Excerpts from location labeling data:
>> begin
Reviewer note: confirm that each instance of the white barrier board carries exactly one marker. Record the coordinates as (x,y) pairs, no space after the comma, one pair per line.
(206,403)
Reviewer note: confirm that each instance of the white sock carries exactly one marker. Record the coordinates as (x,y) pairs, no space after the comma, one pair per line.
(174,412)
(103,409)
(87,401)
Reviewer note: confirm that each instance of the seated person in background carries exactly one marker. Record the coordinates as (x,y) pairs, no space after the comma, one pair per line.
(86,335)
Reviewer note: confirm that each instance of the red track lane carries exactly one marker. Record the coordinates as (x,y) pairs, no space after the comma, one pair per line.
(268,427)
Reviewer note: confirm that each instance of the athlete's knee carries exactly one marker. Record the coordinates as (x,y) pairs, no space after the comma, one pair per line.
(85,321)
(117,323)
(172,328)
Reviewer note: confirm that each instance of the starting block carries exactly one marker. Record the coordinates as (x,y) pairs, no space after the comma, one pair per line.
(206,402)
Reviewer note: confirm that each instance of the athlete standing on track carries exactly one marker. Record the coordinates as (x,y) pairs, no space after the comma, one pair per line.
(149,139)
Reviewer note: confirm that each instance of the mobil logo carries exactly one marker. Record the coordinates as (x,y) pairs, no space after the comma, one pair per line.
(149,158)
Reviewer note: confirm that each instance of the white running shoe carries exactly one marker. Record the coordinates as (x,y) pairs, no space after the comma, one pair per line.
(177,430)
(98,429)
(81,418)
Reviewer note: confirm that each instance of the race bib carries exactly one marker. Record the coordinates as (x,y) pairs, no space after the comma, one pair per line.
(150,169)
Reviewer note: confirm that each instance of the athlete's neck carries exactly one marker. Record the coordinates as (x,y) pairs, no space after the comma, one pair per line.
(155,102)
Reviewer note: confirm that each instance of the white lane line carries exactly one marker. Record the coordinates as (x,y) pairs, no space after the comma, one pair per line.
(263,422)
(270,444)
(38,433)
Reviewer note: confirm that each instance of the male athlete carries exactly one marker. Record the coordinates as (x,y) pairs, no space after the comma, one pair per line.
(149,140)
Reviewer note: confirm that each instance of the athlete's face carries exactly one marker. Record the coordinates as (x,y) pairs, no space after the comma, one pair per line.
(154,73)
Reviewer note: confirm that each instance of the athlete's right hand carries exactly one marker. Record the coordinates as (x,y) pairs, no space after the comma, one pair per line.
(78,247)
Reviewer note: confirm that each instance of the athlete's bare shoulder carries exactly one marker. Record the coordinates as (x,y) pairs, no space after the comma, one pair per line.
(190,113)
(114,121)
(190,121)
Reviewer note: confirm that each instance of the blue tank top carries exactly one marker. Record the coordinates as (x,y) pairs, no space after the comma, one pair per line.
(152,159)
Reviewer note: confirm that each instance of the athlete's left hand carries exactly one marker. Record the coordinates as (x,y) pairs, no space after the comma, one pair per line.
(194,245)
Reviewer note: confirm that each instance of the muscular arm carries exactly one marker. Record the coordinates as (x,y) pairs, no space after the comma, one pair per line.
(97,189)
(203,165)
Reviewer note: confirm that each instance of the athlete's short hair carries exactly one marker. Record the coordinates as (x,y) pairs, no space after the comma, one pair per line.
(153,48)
>> end
TASK PROMPT: Output the lines as a numbered list, starting at the line that contains "Reviewer note: confirm that each instance of the athlete's right" and stopping after the final line of the items above. Omit any blank lines.

COMPLETE OUTPUT:
1. Reviewer note: confirm that each instance of the athlete's right hand carries exactly one marker. Record the coordinates as (x,y) pairs, no space after the comma, one pair per line.
2. (78,247)
3. Reviewer note: confirm that each instance of the athlete's bare shoulder carries exactly one marker. Record the coordinates as (x,y) pairs, no space after the comma, one pair per line.
4. (190,113)
5. (114,121)
6. (190,121)
7. Reviewer note: confirm that each instance of the blue tank top carries exactly one marker. Record the coordinates as (x,y) pairs, no space after the comma, one pair per line.
8. (152,159)
9. Reviewer note: confirm that each instance of the athlete's left hand carries exactly one marker. Record the coordinates as (x,y) pairs, no space after the comma, one pair per line.
10. (194,245)
11. Reviewer note: confirm that each instance of the muscular arm carries exactly one marker. Record the coordinates as (x,y) pairs, no space after the comma, one pair per line.
12. (97,189)
13. (203,165)
14. Reviewer note: confirm that each instance of the athlete's short hair carries exactly one marker. Record the coordinates as (x,y) pairs, no space after the comma, one pair per line.
15. (153,48)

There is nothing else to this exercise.